● **Prompt**:
Can you write the next part of the biography of Sally Louisa Tompkins below, picking up after its final sentence?

● **Text segment**:
%%
Sally Louisa Tompkins was born November 9, 1833 at Poplar Grove in Mathews County, Virginia. She was the youngest child of Christopher Tompkins (1778-1838) and his second wife Mariah Booth Patterson Tompkins (1794-1854). She resided at Poplar Grove until the property was sold circa 1848-49, and relocated to Norfolk, Virginia where she studied at the Norfolk Female Institute. By 1854, the same year her mother died, Sally relocated to Richmond, Virginia.

She opened Robertson Hospital in the home of Judge John Robertson at 3rd and Main Street in Richmond soon after the first battle of Manassas on July 21, 1861. Soon after Sally opened her hospital, Surgeon General Samuel P. Moore decided that large military hospitals that would be operated by commissioned officers should replace the many private hospitals since they did not necessarily provide their patients with sufficient care. When Jefferson Davis realized that Robertson Hospital had the highest number of former patients returning to duty, he commissioned her a captain on September 9, 1861 to keep her hospital open. She refused payment for her service and wrote on her military commission "I accepted the above commission as Captain in the CSA. when it was offered. But, I would not allow my name to be placed upon the pay roll of the army." Sally Tompkins became the first woman to be commissioned by the Confederacy. Robertson Hospital remained open until June 1865, when the last of the patients were discharged.
%%
● **Dataset content**:
%%
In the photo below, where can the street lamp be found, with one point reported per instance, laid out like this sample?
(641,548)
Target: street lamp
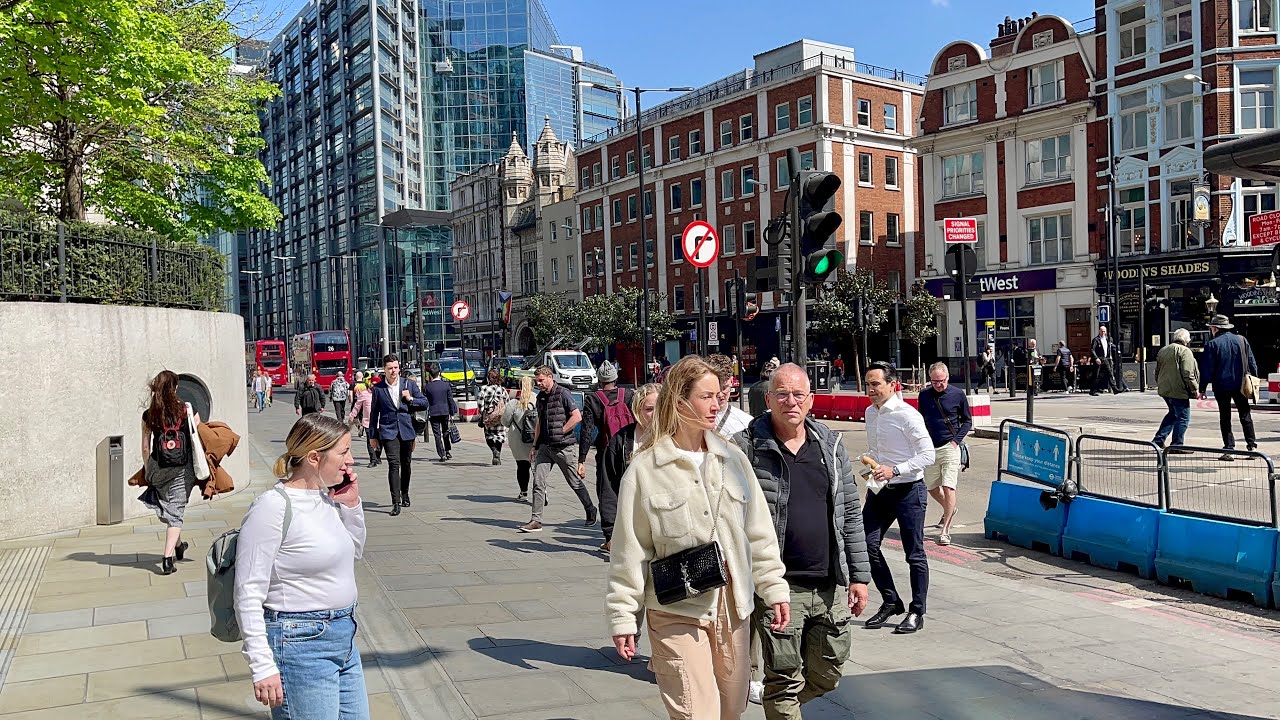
(644,227)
%%
● **Response for this exercise**:
For over a decade following the war, Sally continued to reside in Richmond and was an active member of St. James's Episcopal Church. The 1880s found Sally residing at Riverview in Port Royal, Virginia, the home of John Lightfoot and Harriet Field Lightfoot. Sally purchased the property in November 1896 and owned it until 1905. She spent the last eleven years of her life in Richmond at the Home for Needy Confederate Women. Sally Louisa Tompkins died on July 25, 1916 and was buried with military honors at Kingston Episcopal Parish Church cemetery in Mathews County, Virginia.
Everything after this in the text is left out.